- _Given exercise_
How many lines of the records below contain the string "flower"? Reply with the number alone.

___ Data shown

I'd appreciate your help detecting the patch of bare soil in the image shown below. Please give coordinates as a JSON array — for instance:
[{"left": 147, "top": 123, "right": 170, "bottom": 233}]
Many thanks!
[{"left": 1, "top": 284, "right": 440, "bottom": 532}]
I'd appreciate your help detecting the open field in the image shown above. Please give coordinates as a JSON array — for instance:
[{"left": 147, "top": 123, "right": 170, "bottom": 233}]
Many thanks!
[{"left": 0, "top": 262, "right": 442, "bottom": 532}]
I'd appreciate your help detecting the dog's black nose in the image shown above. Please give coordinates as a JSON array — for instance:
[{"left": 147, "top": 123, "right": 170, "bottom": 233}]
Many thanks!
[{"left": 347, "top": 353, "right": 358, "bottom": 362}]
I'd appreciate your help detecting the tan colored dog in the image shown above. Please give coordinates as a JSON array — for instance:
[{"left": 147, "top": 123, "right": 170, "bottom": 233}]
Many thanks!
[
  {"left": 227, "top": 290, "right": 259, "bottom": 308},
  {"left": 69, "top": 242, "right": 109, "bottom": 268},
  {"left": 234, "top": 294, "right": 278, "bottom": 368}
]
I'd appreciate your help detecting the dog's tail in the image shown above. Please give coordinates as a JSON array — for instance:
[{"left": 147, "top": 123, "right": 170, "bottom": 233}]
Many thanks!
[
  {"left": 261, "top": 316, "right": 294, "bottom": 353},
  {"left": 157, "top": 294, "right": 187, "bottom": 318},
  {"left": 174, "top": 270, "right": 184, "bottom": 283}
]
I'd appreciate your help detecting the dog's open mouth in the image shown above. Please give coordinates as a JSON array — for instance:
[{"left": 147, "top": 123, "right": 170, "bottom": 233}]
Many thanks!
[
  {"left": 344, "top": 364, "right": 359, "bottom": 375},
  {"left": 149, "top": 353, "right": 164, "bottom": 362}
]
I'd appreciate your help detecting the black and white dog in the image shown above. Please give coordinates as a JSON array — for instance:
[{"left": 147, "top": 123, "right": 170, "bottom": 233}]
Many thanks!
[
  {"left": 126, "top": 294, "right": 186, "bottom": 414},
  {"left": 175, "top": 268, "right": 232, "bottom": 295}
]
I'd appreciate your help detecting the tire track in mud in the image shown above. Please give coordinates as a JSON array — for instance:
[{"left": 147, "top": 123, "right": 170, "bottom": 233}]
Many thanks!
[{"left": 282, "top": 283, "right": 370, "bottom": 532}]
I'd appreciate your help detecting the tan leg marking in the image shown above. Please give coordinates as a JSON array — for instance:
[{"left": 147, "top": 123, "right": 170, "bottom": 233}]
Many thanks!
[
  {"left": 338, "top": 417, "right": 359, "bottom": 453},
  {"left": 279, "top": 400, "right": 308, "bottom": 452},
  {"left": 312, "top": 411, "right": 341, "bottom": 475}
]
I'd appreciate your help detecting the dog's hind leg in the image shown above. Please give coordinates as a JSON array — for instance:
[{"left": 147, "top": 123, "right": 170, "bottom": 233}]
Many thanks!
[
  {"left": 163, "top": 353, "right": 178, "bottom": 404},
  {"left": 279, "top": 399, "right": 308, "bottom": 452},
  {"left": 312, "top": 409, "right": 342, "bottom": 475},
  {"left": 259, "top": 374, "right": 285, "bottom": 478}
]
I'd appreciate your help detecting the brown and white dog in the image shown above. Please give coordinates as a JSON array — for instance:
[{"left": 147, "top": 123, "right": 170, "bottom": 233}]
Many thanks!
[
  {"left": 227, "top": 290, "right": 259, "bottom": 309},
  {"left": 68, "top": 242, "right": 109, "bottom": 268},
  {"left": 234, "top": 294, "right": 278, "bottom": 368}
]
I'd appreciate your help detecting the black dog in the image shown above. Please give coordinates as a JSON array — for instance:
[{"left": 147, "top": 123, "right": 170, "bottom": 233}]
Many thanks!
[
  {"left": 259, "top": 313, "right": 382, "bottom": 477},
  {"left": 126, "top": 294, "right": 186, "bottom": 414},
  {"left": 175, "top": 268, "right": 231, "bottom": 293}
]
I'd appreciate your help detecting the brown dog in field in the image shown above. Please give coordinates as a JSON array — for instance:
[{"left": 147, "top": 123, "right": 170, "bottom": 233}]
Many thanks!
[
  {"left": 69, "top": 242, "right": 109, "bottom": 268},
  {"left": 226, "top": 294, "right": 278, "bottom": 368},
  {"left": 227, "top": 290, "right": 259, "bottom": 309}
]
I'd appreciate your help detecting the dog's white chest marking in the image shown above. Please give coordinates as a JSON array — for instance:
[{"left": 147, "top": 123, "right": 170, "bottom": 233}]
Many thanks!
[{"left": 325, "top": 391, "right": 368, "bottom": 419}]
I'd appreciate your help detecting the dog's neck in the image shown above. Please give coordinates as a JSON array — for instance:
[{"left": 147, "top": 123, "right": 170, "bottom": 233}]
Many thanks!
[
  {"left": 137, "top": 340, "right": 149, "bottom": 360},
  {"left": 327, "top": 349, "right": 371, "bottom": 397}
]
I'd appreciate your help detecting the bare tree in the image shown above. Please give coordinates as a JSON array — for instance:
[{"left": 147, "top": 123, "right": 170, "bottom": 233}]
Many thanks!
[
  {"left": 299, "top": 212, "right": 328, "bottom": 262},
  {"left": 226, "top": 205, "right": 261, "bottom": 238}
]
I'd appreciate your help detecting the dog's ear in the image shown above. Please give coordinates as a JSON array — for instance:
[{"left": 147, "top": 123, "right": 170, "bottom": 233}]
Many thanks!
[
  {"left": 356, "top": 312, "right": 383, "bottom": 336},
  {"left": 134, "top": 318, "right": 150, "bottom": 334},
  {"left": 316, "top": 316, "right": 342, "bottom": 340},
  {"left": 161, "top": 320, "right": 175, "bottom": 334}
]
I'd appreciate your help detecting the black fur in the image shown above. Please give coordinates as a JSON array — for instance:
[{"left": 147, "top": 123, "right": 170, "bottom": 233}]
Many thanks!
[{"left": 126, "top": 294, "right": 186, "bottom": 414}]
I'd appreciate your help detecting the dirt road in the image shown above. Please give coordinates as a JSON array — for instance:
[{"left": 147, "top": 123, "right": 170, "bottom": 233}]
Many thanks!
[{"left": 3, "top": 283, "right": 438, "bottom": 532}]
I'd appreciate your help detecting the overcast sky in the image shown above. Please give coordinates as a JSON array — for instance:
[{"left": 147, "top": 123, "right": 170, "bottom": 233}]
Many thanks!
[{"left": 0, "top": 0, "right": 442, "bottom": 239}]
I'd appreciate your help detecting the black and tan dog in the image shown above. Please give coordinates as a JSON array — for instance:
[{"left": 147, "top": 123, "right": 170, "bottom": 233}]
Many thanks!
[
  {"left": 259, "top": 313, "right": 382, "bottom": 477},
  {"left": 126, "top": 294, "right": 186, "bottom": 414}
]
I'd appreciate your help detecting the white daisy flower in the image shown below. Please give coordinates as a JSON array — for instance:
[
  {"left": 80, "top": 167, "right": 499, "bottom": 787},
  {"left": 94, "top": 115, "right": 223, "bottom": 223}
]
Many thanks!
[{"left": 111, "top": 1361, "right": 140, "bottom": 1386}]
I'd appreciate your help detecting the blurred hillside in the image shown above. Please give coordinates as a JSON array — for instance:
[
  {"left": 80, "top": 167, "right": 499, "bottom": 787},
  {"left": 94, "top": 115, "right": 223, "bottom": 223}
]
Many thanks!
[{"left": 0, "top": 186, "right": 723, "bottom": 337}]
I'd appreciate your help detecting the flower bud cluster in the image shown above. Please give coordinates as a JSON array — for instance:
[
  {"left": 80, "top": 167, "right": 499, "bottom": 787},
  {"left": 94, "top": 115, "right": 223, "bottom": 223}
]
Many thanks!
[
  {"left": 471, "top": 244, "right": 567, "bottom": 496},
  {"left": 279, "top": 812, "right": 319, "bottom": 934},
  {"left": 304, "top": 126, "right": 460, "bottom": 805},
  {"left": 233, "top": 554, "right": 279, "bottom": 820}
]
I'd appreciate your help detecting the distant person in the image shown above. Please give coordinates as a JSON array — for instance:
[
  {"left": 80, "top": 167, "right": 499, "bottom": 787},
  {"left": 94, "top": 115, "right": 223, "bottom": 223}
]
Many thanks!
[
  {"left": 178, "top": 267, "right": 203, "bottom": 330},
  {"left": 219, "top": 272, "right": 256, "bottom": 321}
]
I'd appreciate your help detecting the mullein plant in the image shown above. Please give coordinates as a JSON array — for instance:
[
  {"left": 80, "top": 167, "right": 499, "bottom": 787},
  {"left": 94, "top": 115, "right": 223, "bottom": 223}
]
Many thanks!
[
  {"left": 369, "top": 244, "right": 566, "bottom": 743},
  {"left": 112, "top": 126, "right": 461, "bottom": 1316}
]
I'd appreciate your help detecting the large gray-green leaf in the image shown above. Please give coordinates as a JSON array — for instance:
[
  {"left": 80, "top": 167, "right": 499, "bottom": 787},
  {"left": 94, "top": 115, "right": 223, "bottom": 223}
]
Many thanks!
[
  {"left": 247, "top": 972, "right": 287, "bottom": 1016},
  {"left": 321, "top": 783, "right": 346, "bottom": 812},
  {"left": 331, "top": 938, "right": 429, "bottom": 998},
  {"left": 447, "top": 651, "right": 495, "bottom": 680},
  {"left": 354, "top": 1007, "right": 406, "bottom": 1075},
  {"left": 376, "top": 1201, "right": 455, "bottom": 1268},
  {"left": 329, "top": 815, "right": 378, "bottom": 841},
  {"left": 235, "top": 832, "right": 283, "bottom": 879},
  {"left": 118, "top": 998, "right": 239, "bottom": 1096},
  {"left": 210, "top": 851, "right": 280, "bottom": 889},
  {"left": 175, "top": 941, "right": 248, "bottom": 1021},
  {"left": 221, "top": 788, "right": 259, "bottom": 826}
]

______

- _Exercise result_
2